Dr Ben Naden

Senior Chemist

PRA World

ben naden

Abstract

Ocean plastics is a topic often in the news currently. The main focus seems to be plastic bottles, packaging waste and other large discarded items; more recently, microplastics have been generating legislative reactions, with the proposed ban of plastic microbeads from cosmetics and personal care products.  However, the paint and coatings sector also have a role to play in reducing micro-plastics from our oceans.  This report discusses the scale of the problem posed by the paint industry and provides an overview of the approaches to address this issue now and in the future.

Introduction

The paint and coatings industry is important to the UK economy, contributing £2.8bn to GDP and supporting a wider £150bn supply chain; 20% of the UK’s GDP is dependent on the sector[1].  In addition, the UK is a net exporter of paints and coatings, and three quarters of the paint sold in the UK was manufactured here.

Liquid paints are comprised of three main components: polymer resins provide the film-forming properties of the paint, adhering to and protecting the underlying substrate; inorganic and organic pigments provide aesthetic properties and, in some cases, provide additional functionality in the form of UV protection and contribute to the finish of the paint film; these constituents of the final dry paint film are delivered to the substrate, suspended or dissolved in a liquid carrier that is either water or organic solvent.  For architectural coatings, water-borne paints dominate solvent-borne products, with around 85% of the market share in Europe[2].

Discussions around the problem of ocean plastics are often illustrated with dramatic images of floating rubbish composed of plastic bottles and bags; lately the debate has expanded to include microplastics, small plastic pieces less than 5 mm long.  These microplastics may be in the form of microbeads used in personal care products; those generated through use of a product e.g. the wearing away of tyres and the fibres released from synthetic clothing during washing; or the result of fragmentation of the larger discarded plastic items. It is widely agreed that the best way to tackle ocean plastic pollution is to address the cause of pollution, rather than cleaning up the effects and considerable attention has been focussed on reduction and recycling of the growing plastic waste generated by the packaging sector.  According to data released by the UK Department for Environment, Food and Rural Affairs (DEFRA), household waste recycling rates have increased from 11.2% in 2000[3] to 45.7% 2017, with over 70% of UK packaging waste either recycled or recovered in 2017[4].  British Plastics Federation (BPF) statistics indicate that the plastic packaging recovery rate is 78%, with a recycling rate of 46%[5].  Whilst there is still room for improvement, particularly in the volume of plastics arisings in the UK (3.7 million tonnes in 2016[6]), the drive to address packaging waste generation has resulted in the UK exceeding the EU target to recycle or recover at least 60% of packaging waste; there has been little attention to-date on the environmental fate of unused, unusable waste paint.
_ _ _ _ _ _ _
__Written request 1__: In the paint and ocean plastics text, what share of the European architectural coatings market do water-borne paints hold?
The paint and ocean plastics text and the records come from separate sources.

Region annotation data for pictures
_ _ _ _ _ _ _
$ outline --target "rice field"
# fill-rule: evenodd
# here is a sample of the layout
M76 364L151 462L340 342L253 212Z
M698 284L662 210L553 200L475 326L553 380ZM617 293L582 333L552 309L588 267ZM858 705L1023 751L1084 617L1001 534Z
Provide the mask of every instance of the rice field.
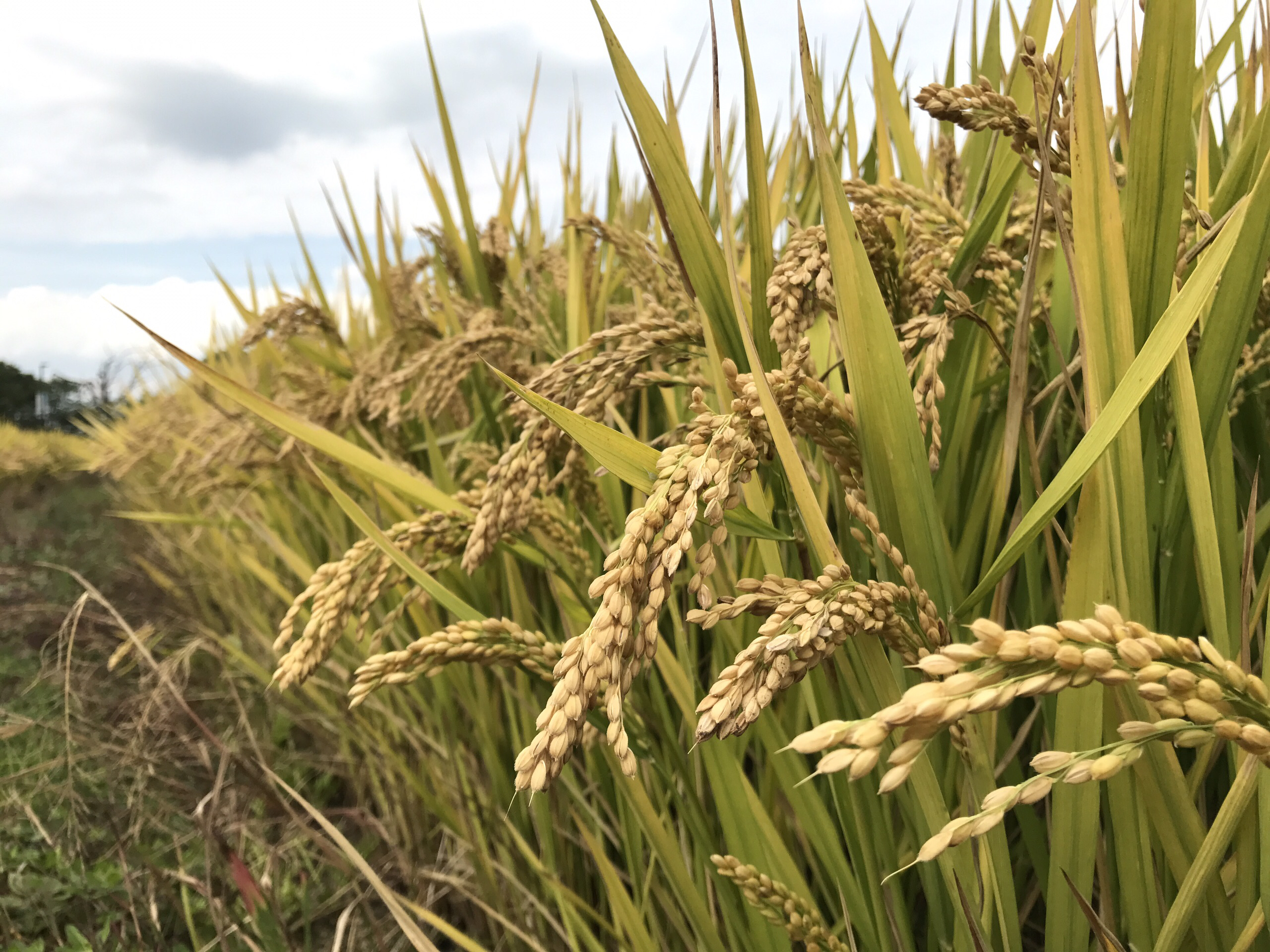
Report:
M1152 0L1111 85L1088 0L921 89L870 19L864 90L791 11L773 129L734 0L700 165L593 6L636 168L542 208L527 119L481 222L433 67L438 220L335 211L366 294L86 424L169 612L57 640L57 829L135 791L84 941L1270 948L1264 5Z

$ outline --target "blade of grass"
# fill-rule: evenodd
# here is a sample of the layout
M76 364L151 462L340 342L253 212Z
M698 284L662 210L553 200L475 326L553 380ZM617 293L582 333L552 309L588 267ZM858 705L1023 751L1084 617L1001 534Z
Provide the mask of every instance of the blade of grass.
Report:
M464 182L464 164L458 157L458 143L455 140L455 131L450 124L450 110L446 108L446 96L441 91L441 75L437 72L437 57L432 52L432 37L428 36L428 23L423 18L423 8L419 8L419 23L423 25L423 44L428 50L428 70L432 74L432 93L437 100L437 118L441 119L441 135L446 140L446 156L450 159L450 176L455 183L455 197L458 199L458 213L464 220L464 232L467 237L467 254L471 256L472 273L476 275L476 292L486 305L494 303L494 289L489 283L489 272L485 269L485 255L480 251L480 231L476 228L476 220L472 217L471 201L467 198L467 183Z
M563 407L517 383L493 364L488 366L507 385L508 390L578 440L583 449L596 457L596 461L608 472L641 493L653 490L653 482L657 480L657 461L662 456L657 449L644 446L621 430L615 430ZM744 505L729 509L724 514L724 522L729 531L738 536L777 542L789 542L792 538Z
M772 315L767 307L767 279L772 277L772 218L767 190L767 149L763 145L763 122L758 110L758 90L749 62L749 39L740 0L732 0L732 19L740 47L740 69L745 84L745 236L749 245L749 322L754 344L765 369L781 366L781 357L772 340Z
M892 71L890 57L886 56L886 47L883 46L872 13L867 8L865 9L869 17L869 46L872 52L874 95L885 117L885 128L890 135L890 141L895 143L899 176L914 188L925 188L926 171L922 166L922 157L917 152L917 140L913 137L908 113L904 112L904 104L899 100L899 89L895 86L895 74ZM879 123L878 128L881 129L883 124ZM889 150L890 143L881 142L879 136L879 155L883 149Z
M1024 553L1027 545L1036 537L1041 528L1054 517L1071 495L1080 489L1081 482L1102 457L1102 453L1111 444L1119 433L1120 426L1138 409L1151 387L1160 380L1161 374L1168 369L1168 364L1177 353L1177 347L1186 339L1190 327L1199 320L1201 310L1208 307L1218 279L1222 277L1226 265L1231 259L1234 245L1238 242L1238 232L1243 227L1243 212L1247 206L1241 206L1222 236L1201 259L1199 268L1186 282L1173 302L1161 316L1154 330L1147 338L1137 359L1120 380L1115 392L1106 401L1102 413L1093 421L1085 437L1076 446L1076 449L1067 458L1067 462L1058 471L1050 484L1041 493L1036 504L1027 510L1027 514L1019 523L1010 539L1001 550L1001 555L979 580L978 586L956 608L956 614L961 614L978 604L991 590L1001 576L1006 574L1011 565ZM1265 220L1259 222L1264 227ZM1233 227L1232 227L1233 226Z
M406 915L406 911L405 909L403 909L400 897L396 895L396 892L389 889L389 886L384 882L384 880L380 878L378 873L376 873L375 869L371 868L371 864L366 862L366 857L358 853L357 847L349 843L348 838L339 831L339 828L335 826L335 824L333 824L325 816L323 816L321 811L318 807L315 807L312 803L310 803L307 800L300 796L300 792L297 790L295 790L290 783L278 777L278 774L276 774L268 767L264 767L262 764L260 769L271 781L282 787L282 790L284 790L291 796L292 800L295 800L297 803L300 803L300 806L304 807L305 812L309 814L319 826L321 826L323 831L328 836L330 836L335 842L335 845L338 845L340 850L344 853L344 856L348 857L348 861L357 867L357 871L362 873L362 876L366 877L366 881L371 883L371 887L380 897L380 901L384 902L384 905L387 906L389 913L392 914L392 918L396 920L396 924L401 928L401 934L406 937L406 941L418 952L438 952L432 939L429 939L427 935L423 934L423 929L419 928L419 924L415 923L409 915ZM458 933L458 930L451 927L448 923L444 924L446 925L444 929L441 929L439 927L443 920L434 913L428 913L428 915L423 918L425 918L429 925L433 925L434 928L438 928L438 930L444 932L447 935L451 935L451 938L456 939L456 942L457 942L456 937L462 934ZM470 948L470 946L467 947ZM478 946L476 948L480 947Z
_ _ _ _ _ _ _
__Written request 2__: Please format the lines of the records as a JSON list of strings, from the first line of the records up to and including the line containing "Provide the mask of every instance of the rice", one string per line with blank lines left out.

__Complete response 1__: Around 85%.

__Complete response 2__:
[
  "$ outline --target \"rice field\"",
  "# fill-rule: evenodd",
  "# here is a sample of the layout",
  "M76 364L151 462L340 342L253 212Z",
  "M698 284L662 210L553 200L475 326L553 380ZM617 293L582 333L552 309L588 267ZM858 705L1023 751L1084 617L1001 534Z",
  "Provide the mask of every instance of the rice field."
]